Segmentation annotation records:
****************
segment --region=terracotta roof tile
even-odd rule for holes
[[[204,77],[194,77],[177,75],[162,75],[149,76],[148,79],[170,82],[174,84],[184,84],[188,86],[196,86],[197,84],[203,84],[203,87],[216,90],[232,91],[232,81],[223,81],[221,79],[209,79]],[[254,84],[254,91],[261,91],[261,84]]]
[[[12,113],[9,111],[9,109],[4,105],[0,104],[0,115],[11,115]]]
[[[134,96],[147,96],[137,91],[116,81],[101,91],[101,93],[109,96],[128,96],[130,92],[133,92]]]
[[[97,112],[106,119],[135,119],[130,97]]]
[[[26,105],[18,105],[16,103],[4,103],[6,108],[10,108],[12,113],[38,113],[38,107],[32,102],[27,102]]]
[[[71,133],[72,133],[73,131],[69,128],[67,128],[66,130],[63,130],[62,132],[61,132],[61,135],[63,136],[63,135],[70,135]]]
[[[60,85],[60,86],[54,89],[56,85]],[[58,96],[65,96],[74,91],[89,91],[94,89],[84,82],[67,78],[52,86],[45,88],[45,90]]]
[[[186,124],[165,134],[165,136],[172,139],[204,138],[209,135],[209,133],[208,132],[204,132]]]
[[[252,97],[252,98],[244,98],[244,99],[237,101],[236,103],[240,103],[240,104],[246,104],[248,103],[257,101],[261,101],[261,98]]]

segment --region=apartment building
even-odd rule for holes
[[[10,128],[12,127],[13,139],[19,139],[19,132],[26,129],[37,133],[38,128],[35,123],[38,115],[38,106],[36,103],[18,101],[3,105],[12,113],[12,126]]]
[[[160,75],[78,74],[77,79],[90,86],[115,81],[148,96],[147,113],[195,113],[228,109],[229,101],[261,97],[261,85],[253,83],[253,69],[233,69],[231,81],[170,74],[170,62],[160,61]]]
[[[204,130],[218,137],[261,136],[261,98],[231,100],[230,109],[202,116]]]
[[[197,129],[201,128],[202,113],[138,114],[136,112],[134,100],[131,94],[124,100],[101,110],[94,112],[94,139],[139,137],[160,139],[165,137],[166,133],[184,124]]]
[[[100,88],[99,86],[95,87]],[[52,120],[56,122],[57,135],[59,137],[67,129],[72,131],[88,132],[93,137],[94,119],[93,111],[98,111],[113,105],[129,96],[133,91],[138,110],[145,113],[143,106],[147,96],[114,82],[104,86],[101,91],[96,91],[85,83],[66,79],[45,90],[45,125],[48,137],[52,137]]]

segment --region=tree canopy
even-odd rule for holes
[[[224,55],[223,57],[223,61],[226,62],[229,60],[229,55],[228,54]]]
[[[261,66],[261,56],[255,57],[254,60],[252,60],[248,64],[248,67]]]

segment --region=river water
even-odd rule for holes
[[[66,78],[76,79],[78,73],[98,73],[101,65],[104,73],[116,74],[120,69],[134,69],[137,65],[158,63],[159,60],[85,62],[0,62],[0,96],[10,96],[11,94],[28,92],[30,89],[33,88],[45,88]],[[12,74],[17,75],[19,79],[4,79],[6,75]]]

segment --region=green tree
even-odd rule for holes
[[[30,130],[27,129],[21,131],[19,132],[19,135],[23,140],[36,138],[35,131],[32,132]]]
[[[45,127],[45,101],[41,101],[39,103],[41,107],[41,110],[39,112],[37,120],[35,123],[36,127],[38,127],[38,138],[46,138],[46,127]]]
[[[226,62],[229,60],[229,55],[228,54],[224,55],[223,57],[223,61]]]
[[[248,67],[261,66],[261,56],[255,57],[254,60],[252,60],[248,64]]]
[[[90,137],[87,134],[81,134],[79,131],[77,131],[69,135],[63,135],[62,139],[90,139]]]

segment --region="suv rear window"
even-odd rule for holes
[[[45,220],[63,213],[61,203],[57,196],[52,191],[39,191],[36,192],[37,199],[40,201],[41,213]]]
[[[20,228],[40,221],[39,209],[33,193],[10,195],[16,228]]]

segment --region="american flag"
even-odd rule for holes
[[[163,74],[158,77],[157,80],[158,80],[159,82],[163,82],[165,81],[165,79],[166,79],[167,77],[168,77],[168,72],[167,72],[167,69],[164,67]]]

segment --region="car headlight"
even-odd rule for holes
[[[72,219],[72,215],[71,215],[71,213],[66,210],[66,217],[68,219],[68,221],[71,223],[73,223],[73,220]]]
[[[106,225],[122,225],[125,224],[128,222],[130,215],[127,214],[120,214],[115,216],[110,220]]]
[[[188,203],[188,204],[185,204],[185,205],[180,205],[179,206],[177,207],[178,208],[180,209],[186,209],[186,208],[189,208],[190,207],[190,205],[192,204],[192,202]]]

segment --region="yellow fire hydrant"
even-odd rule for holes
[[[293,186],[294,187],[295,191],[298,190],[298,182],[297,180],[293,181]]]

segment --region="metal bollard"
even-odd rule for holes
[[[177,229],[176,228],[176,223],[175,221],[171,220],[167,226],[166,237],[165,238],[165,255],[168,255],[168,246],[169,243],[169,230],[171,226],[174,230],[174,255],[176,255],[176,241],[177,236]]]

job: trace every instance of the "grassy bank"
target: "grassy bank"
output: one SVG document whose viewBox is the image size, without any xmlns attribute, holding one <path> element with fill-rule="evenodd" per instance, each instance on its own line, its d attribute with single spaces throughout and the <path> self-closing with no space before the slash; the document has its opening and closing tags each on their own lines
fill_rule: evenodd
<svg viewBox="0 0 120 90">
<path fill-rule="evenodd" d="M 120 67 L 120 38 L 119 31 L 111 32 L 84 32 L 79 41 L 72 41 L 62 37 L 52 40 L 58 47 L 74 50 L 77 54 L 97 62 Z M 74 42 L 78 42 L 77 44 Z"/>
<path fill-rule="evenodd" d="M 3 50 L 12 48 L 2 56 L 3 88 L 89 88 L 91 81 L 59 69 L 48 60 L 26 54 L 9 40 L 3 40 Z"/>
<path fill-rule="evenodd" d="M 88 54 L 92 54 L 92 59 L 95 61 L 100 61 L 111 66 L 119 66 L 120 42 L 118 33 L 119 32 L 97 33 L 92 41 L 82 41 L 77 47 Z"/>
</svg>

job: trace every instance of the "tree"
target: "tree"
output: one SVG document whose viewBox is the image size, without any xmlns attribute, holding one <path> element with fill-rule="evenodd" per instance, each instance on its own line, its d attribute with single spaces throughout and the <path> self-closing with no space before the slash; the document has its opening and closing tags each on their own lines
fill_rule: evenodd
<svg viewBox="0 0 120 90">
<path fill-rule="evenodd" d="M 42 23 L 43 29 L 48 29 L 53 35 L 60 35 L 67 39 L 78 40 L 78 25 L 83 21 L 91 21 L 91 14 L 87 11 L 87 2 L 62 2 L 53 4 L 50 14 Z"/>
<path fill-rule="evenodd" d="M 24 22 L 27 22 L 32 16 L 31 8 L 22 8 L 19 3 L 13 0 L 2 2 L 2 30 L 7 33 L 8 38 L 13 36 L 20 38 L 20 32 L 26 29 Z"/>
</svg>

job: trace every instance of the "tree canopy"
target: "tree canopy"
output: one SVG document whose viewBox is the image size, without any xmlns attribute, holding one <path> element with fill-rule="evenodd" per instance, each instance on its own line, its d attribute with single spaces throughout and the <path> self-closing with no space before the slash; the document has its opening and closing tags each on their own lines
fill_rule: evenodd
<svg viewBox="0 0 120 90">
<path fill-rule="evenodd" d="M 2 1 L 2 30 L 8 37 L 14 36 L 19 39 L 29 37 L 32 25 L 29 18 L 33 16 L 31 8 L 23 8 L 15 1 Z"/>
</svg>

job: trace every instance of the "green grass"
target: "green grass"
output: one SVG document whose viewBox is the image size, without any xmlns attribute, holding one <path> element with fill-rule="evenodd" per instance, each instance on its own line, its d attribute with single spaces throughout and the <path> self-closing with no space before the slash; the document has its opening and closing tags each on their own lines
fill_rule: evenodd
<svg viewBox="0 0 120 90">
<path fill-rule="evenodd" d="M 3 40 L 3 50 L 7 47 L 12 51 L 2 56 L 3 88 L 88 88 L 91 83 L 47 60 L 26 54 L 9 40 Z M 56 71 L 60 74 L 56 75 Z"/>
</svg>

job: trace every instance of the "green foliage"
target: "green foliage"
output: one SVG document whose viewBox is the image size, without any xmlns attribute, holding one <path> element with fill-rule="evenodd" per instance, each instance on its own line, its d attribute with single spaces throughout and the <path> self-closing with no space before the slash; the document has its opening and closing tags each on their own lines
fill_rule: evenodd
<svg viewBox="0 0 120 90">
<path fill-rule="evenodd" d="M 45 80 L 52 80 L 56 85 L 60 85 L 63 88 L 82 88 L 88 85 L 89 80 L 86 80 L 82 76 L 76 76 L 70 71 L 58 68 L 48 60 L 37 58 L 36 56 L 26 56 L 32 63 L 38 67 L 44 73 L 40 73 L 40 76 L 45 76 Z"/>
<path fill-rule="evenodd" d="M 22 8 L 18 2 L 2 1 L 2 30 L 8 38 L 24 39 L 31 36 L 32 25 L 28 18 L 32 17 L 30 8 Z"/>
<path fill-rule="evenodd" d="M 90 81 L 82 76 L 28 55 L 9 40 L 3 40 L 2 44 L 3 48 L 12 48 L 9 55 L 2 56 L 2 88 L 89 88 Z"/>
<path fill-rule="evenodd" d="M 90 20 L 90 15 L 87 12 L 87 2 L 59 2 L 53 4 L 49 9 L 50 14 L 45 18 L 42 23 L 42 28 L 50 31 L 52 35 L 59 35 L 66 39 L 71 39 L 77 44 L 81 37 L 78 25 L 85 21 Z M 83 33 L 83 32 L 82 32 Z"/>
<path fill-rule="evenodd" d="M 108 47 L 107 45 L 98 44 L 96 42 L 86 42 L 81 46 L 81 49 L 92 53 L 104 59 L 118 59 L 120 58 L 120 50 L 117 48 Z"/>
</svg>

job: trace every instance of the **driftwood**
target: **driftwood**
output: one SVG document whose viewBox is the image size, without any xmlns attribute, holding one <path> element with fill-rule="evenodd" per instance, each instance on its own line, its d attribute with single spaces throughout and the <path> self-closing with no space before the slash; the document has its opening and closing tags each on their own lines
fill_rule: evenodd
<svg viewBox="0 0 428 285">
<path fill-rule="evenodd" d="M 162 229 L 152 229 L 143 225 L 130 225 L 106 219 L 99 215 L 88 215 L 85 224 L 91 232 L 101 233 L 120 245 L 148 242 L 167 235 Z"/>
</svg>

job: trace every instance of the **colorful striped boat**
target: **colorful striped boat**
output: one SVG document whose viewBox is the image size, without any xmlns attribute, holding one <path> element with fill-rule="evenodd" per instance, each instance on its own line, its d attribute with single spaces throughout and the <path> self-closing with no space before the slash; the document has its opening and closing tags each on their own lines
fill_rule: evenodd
****************
Written instruction: Return the line that contains "job: trace every instance of the **driftwood**" along with every line after it through the end of the entries, exactly, adding nothing.

Solved problem:
job: trace every instance of the **driftwood**
target: **driftwood**
output: one SVG document whose viewBox is the image size, without any xmlns attribute, holding one <path> element with fill-rule="evenodd" per instance, each instance on its own line, its d attribute with single spaces throughout and the <path> self-closing with no space before the slash; the document has its opening and closing tags each on their own lines
fill_rule: evenodd
<svg viewBox="0 0 428 285">
<path fill-rule="evenodd" d="M 162 229 L 152 229 L 143 225 L 130 225 L 106 219 L 99 215 L 88 215 L 85 224 L 91 232 L 101 233 L 120 245 L 148 242 L 167 235 Z"/>
</svg>

job: trace every instance of the **colorful striped boat**
target: **colorful striped boat**
output: one SVG document whose viewBox is the image size, without any xmlns attribute, holding one <path> element with fill-rule="evenodd" per instance, each instance on its own line, its d attribute with single spaces throughout and the <path> self-closing with no space before the slash; the document has its opening and closing tags each on their own lines
fill_rule: evenodd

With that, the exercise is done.